## EXTRAIT CHOISI
****************************************
La danse, le concours de plusieurs personnes, & la représentation d'une action par les gestes, les pas, & les mouvemens du corps, sont donc ce qui constitue le ballet. Il est une espece de poësie muette qui parle, selon l'expression de Plutarque; parce que sans rien dire, elle s'exprime par les gestes, les mouvemens & les pas. Clausis faucibus, dit Sidoine Apollinaire, & loquente gestu, nutu, crure, genu, manu, rotatu, toto in schemate, vel semel latebit. Sans danse il ne peut point exister de ballet: mais sans ballet il peut y avoir des danses. Voyez Danse.

Le ballet est un amusement très - ancien. Son origine se perd dans l'antiquité la plus reculée. On dansa dans les commencemens pour exprimer la joie; & ces mouvemens réglés du corps, firent imaginer bientôt après un divertissement plus complique. Les Egyptiens firent les premiers de leurs danses des hiéroglyphes d'action, comme ils en avoient de figurés en peinture, pour exprimer tous les mysteres de leur culte. Sur une musique de caractere, ils composerent des danses sublimes, qui exprimoient & qui peignoient le mouvement reglé des astres, l'ordre immuable, & l'harmonie constante de l'univers.
****************************************
## DONNÉES RECUEILLIES
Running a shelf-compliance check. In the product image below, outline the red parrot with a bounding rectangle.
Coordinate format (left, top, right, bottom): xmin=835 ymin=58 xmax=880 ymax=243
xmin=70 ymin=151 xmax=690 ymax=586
****************************************
## CONSIGNE 1
Recopiez de l'extrait sur le ballet tout ce qui va de "La danse, le" jusqu'à "danses. Voyez Danse.".
## CONSIGNE 2
D'après l'extrait sur le ballet, quel peuple fit le premier de ses danses des hiéroglyphes d'action ?

## RÉSULTAT ATTENDU 1
La danse, le concours de plusieurs personnes, & la représentation d'une action par les gestes, les pas, & les mouvemens du corps, sont donc ce qui constitue le ballet. Il est une espece de poësie muette qui parle, selon l'expression de Plutarque; parce que sans rien dire, elle s'exprime par les gestes, les mouvemens & les pas. Clausis faucibus, dit Sidoine Apollinaire, & loquente gestu, nutu, crure, genu, manu, rotatu, toto in schemate, vel semel latebit. Sans danse il ne peut point exister de ballet: mais sans ballet il peut y avoir des danses. Voyez Danse.

## RÉSULTAT ATTENDU 2
Les Egyptiens.